**Work instructions:** Entries follow. Set all of them down as they stand.

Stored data
------------------------------------------------
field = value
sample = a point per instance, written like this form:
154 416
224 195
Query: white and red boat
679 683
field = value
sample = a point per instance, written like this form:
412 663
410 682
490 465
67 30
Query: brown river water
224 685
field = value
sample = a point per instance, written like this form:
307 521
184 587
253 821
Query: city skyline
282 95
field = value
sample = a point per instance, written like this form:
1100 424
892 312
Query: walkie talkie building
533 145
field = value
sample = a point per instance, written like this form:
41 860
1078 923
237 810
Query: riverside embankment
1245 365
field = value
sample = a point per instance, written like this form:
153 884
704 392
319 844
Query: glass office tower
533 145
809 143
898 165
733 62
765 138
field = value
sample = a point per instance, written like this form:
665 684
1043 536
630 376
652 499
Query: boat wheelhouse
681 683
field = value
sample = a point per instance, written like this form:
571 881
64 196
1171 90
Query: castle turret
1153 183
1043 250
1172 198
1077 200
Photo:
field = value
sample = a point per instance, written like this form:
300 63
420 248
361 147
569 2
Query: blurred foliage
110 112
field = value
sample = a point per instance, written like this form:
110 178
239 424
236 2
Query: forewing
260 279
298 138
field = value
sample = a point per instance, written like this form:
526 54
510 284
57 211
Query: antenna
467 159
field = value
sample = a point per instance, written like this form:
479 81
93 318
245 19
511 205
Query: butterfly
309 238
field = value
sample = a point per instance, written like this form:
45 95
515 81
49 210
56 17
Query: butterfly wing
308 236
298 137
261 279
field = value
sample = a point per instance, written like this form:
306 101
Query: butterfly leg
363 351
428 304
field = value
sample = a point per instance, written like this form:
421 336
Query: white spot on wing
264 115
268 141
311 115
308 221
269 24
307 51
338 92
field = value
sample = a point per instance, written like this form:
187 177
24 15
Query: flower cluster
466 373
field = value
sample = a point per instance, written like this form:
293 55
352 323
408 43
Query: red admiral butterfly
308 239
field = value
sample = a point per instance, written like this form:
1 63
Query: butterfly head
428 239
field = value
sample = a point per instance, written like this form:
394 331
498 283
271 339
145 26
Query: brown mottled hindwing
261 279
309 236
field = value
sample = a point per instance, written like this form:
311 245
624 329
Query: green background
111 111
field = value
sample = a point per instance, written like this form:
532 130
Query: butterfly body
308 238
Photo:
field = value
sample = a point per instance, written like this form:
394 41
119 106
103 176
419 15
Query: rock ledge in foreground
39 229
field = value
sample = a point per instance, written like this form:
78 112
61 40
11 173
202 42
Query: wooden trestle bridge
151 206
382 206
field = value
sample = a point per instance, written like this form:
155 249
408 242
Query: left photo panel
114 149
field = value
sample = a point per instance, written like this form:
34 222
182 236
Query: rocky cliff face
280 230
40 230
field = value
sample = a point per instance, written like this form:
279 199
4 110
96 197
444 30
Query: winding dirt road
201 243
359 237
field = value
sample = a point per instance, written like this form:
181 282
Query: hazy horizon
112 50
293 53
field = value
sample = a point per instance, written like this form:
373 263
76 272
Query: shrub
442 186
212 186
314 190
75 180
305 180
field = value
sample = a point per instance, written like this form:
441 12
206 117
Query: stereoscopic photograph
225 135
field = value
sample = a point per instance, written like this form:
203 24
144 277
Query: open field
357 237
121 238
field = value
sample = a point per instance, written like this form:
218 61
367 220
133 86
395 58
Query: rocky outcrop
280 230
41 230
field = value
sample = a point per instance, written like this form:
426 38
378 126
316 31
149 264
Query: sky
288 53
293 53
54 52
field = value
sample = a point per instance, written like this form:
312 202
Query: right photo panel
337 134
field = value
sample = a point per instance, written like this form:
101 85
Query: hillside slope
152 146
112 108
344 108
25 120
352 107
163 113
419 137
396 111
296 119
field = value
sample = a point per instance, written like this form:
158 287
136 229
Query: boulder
------------------------------------------------
**Task solution:**
field = value
sample = a point per instance, written like this form:
154 416
224 195
Query: white and red boat
679 683
field = value
sample = a point per instance, written like this form:
412 663
410 682
490 465
67 30
Query: brown river water
224 685
field = value
sample = a point per instance, written like this form:
307 521
184 587
253 821
Query: city skyline
282 95
field = value
sample = a point per instance, written like this form:
1100 424
892 312
Query: walkie talkie building
533 145
field = value
sample = a point per instance, written like this form:
41 860
1078 923
237 810
Query: riverside embankment
1245 365
field = value
sample = a point per instance, written like this form:
153 884
704 392
319 844
Query: glass office tower
533 145
809 143
898 165
733 62
765 138
field = value
sample = a point per instance, written like this form:
665 684
1043 536
630 376
652 499
Query: boat wheelhouse
681 683
field = value
sample = a point per instance, written like this form:
571 881
64 196
1171 90
Query: castle turret
1153 183
1043 250
1172 198
1077 200
Photo:
field = value
sample = a point per instance, written like this form:
300 63
420 248
361 147
569 2
Query: blurred foliage
110 112
field = value
sample = a point per instance, written like this form:
110 178
239 424
236 2
Query: forewing
260 279
298 138
field = value
sample = a point per instance, written like this form:
526 54
510 284
57 211
Query: antenna
467 159
field = value
sample = a point per instance, written like this form:
479 81
93 318
245 19
511 205
Query: butterfly
309 238
field = value
sample = a point per instance, written like this form:
45 95
515 81
49 210
56 17
Query: butterfly wing
308 236
298 137
261 279
field = value
sample = a point per instance, written like this form:
306 101
Query: butterfly leg
363 351
428 304
field = value
sample = a point per instance, written like this form:
421 336
Query: white spot on wing
264 115
268 141
311 115
308 221
269 24
307 51
338 92
field = value
sample = a point per instance, written like this form:
187 177
24 15
Query: flower cluster
466 373
field = value
sample = a point per instance, written like this form:
293 55
352 323
408 43
Query: red admiral butterfly
308 239
field = value
sample = a point per instance, written like this form:
1 63
Query: butterfly head
428 239
field = value
sample = a point per instance, written like this form:
394 331
498 283
271 339
145 26
Query: brown mottled hindwing
261 279
309 236
field = value
sample = a point per instance, written like this form:
311 245
624 329
Query: green background
111 111
field = value
sample = a point per instance, written like this form:
532 130
Query: butterfly body
308 238
Photo:
field = value
sample = a point per instance, written like this form:
394 41
119 106
103 176
419 15
Query: rock ledge in foreground
39 229
field = value
sample = a point per instance, written like this form:
78 112
61 40
11 173
202 42
Query: wooden trestle bridge
151 206
382 206
field = value
sample = a point per instance, written like this form:
155 249
408 242
Query: left photo panel
114 149
field = value
sample = a point per instance, written like this form:
34 222
182 236
Query: rocky cliff face
280 230
40 230
field = value
sample = a point per instance, written like this form:
279 199
4 110
96 197
444 30
Query: winding dirt road
201 243
359 237
field = value
sample = a point per instance, written like this form:
181 282
Query: hazy horizon
112 50
293 53
field = value
sample = a point per instance, written like this form:
373 263
76 272
Query: shrub
442 186
212 186
314 190
75 180
305 180
field = value
sample = a point per instance, written like this form:
441 12
206 117
Query: stereoscopic photograph
225 135
field = value
sample = a point per instance, written like this form:
203 24
144 277
Query: open field
357 237
121 238
field = value
sample = a point per instance, written like this form:
218 61
367 220
133 86
395 58
Query: rocky outcrop
280 230
41 230
field = value
sample = a point per instance, written like this form:
426 38
378 126
316 31
149 264
Query: sky
288 53
293 53
54 52
field = value
sample = a point per instance, written like this form:
312 202
Query: right photo panel
337 134
field = value
sample = a point per instance, written like this form:
101 85
Query: hillside slope
152 146
112 108
344 108
25 120
352 107
163 113
419 137
396 111
296 119
field = value
sample = a point per instance, written like this form:
158 287
136 229
Query: boulder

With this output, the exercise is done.